* Start DATASET EXTRACT *
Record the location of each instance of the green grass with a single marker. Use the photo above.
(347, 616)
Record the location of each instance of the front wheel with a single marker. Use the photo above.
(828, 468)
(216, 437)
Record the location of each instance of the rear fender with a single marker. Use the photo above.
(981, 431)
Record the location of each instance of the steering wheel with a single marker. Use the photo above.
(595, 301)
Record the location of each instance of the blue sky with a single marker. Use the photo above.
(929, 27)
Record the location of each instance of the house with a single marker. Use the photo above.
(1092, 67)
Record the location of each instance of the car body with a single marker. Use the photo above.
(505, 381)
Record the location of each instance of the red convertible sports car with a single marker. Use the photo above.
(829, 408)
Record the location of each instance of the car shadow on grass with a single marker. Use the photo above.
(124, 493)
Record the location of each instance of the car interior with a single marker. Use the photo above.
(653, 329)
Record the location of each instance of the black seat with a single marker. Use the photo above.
* End DATASET EXTRACT *
* Start DATASET EXTRACT *
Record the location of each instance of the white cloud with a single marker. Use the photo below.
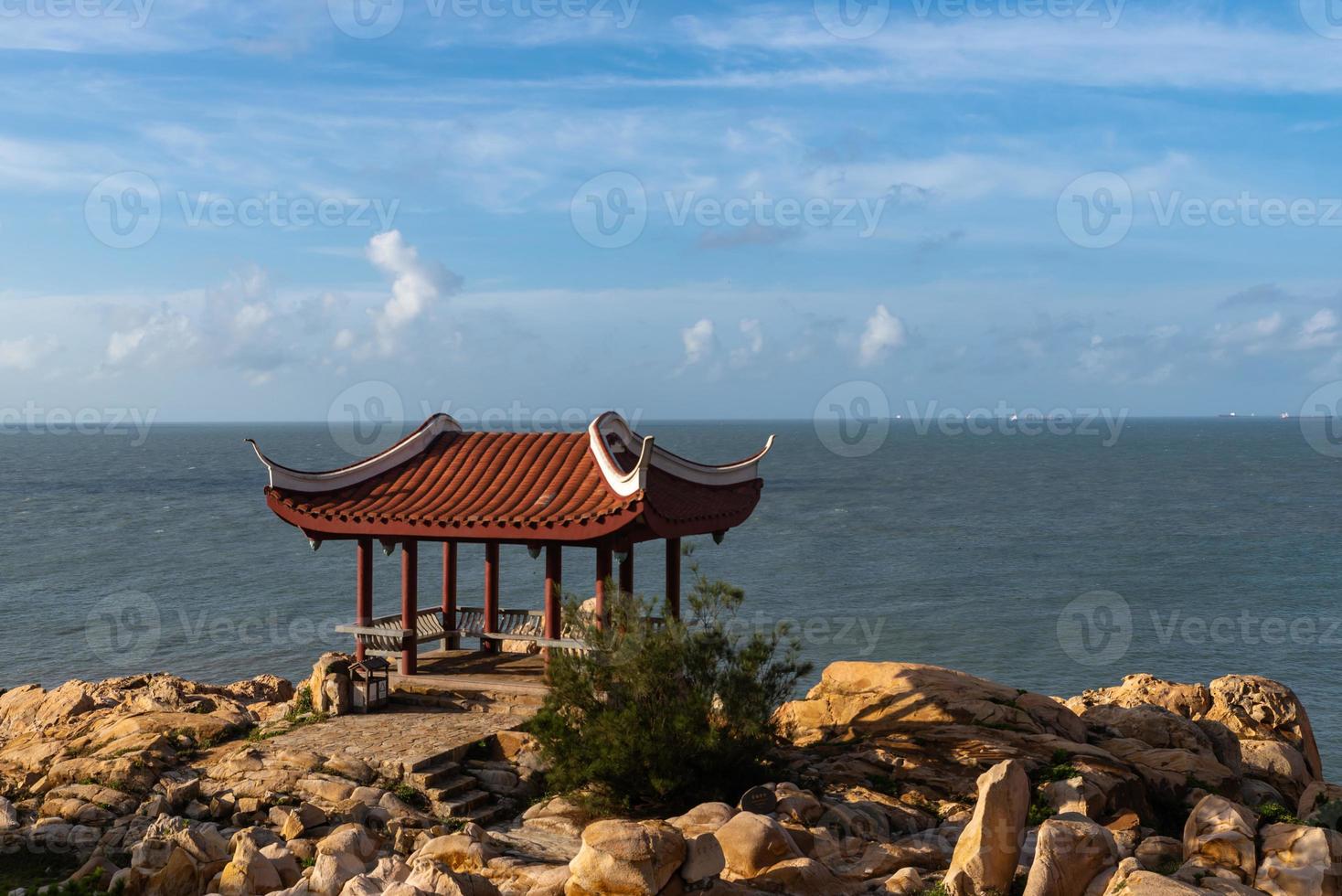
* End DATASET EXTRACT *
* Start DATASET EXTRACT *
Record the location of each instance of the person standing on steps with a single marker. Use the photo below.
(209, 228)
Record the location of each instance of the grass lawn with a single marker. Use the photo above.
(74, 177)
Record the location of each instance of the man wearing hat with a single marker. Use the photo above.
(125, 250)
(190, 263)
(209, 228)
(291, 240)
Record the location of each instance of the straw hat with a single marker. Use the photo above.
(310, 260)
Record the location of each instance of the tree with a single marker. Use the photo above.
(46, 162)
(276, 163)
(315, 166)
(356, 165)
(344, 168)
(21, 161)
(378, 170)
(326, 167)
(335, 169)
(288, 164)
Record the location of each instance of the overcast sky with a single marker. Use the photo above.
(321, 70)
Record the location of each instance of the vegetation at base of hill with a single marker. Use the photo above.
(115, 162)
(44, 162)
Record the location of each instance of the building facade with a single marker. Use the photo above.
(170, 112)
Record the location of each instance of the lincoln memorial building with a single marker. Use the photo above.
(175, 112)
* End DATASET EXTRACT *
> **WORK TO COMPLETE**:
Can you rewrite the records from the line with "Record the location of each instance of the blue" to the line with "Record the location of each instance of the black", both included, with "single marker" changed to "one point" and nothing else altered? Give only those lines.

> **TASK RESPONSE**:
Record the location of each instance of the blue sky with a one point. Use the photo above.
(929, 27)
Record the location of each instance of the house with a one point. Use the photo above.
(1092, 67)
Record the location of each instance of the car body with a one point. Use the photo above.
(505, 381)
Record the location of each instance of the red convertible sports car with a one point. Use the photo above.
(829, 408)
Record the location of each instance of the car shadow on grass with a one point. Use the photo above.
(124, 493)
Record the location of each instance of the car interior with a one point. Use the photo above.
(653, 329)
Record the location of each instance of the black seat with a one point. Use the photo above.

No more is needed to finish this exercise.